Re: [R] Change values in a dateframe-Speed TEST

arun Thu, 25 Jul 2013 23:59:01 -0700

Hi Michel,
Sorry, I misunderstood your question.
You could also try:
library(plyr)
df1New<-droplevels(ddply(TEST,.(Matricule),function(x) {x[,c("Nom","Prenom")]<- 
x[1,c("Nom","Prenom")];x}))
df2New<-droplevels(ddply(TEST,.(Matricule),function(x) {x[,c("Nom","Prenom")]<- 
x[nrow(x),c("Nom","Prenom")];x}))
 identical(df1,df1New)
#[1] TRUE
 identical(df2,df2New)
#[1] TRUE


#or

library(data.table)
dt1<- data.table(TEST)
dt2<-dt1
dt1[,Nom:=head(Nom,1),by=Matricule]
dt1[,Prenom:=head(Prenom,1),by=Matricule]
 identical(df1,droplevels(as.data.frame(dt1)))
#[1] TRUE

dt2[,Nom:=tail(Nom,1),by=Matricule]
dt2[,Prenom:=tail(Prenom,1),by=Matricule]
 identical(df2,droplevels(as.data.frame(dt2)))
#[1] TRUE


#If you are considering speed, then ?data.table() would be useful
set.seed(28)
dfTest<- as.data.frame(matrix(sample(1:50,1e6*5,replace=TRUE),ncol=5))

system.time({res1<-do.call(rbind,lapply(split(dfTest,dfTest$V1),
                    FUN=function(x) {x[,c("V2","V3")] <- 
x[1,c("V2","V3")];x}))})
#  user  system elapsed 
#  4.452   0.036   4.499 
row.names(res1)<-1:nrow(res1)

dtNew<- data.table(dfTest)
system.time({dtNew[,V2:=head(V2,1),by=V1]
    dtNew[,V3:=head(V3,1),by=V1]
     dtNew<-dtNew[order(V1)]  #here, the dataset was not pre-sorted, so just to 
keep the same order as the above solution

    })
# user  system elapsed 
#   0.132   0.000   0.133 
identical(res1,as.data.frame(dtNew))
#[1] TRUE


A.K.
==============================
Stated goal: Write out the forum reply again, starting with "library(data.table)" and going on through "a.frame(dt1)))", substituting "ID" for each "Matricule".

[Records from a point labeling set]
==============================
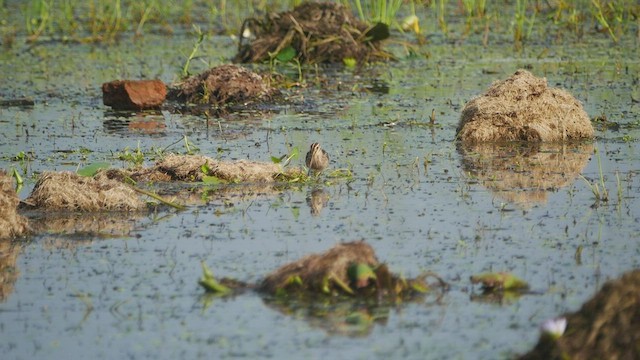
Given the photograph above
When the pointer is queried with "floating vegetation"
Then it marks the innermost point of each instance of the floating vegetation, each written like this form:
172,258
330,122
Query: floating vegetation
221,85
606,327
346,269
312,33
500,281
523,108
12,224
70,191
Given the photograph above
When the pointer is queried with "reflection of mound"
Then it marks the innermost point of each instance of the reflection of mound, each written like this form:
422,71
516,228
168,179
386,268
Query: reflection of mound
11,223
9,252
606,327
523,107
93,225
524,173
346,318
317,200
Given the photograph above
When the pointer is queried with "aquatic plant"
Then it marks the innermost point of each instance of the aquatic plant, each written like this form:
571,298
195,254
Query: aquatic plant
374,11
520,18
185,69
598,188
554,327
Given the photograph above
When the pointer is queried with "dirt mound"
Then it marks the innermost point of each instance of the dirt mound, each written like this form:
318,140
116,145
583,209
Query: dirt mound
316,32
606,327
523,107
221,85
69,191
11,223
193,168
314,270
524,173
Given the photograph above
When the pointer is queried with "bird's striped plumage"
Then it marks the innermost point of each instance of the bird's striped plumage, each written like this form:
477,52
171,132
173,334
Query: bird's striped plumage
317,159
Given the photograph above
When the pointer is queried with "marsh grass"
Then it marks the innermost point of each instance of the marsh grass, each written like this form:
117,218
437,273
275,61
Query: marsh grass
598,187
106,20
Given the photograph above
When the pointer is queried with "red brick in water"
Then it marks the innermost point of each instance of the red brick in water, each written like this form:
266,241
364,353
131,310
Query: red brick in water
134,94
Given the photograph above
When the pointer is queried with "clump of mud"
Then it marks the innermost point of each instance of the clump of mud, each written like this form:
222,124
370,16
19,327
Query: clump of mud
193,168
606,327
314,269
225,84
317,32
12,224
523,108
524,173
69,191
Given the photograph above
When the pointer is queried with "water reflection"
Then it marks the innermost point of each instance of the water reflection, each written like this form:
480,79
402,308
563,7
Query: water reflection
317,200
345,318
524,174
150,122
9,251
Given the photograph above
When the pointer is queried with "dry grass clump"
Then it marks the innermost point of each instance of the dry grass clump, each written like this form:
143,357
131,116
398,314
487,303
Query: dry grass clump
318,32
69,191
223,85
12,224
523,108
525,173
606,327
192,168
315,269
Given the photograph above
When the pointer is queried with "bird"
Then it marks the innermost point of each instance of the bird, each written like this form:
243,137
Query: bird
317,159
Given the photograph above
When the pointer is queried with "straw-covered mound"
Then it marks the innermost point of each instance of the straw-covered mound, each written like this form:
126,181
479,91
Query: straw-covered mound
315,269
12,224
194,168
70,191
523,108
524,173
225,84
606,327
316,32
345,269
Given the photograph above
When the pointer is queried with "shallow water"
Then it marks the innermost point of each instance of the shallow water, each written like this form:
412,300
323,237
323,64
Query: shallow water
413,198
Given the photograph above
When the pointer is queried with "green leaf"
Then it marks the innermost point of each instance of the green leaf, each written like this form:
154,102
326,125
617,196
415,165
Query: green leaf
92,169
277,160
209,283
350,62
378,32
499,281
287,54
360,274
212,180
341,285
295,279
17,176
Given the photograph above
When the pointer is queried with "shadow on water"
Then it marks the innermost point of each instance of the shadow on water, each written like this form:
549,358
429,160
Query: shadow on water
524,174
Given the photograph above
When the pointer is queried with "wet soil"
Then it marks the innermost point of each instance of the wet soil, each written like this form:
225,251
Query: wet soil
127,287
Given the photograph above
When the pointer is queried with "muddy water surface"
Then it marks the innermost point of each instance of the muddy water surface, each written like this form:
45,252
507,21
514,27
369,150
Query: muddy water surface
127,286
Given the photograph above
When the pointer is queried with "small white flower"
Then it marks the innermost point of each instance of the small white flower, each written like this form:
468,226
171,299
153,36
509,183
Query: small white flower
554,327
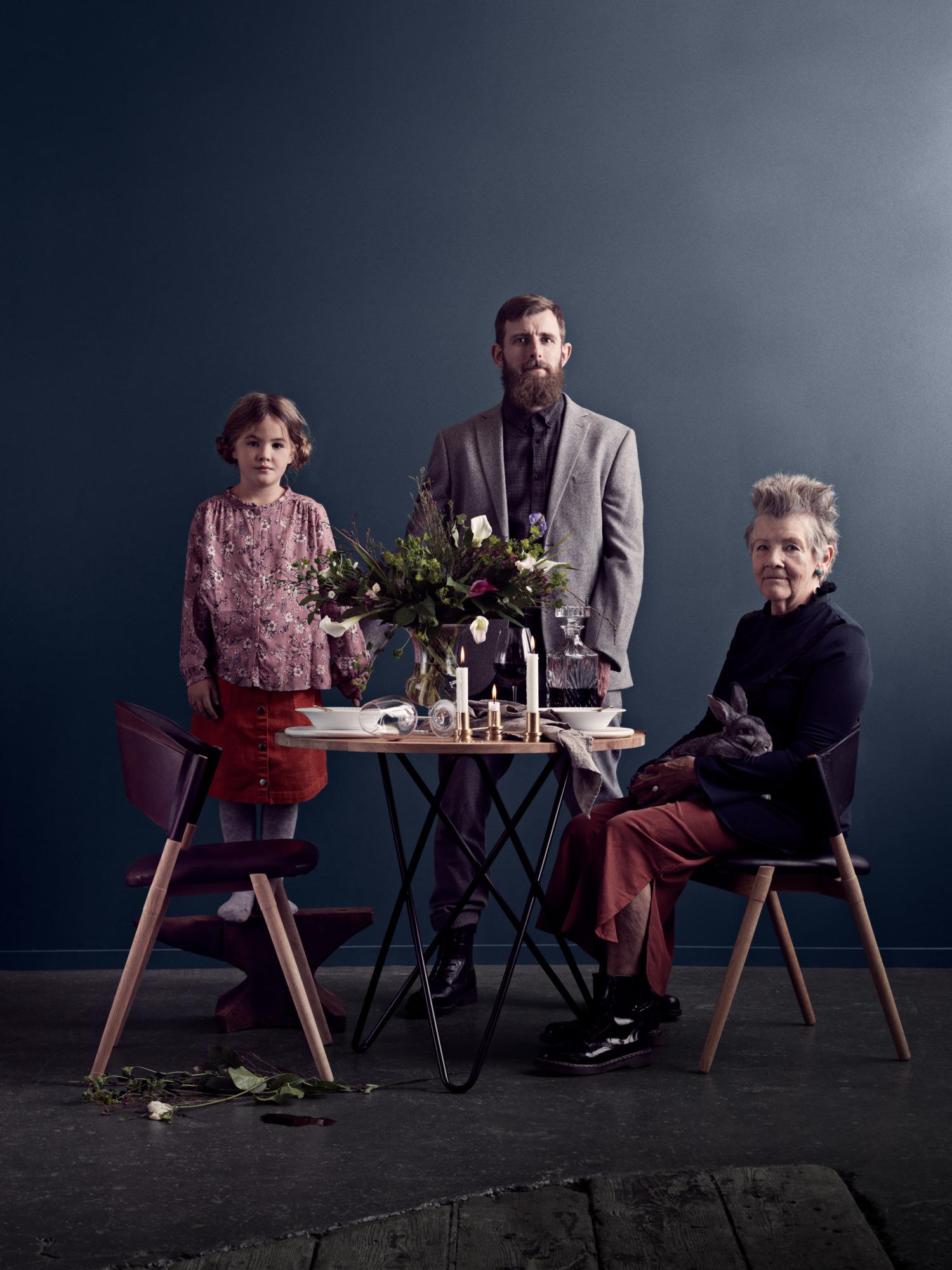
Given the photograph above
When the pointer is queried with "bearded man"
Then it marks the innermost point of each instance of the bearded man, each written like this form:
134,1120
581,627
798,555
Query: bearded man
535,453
==============================
Worked answer:
library(data.table)
dt1<- data.table(TEST)
dt2<-dt1
dt1[,Nom:=head(Nom,1),by=ID]
dt1[,Prenom:=head(Prenom,1),by=ID]
 identical(df1,droplevels(as.data.frame(dt1)))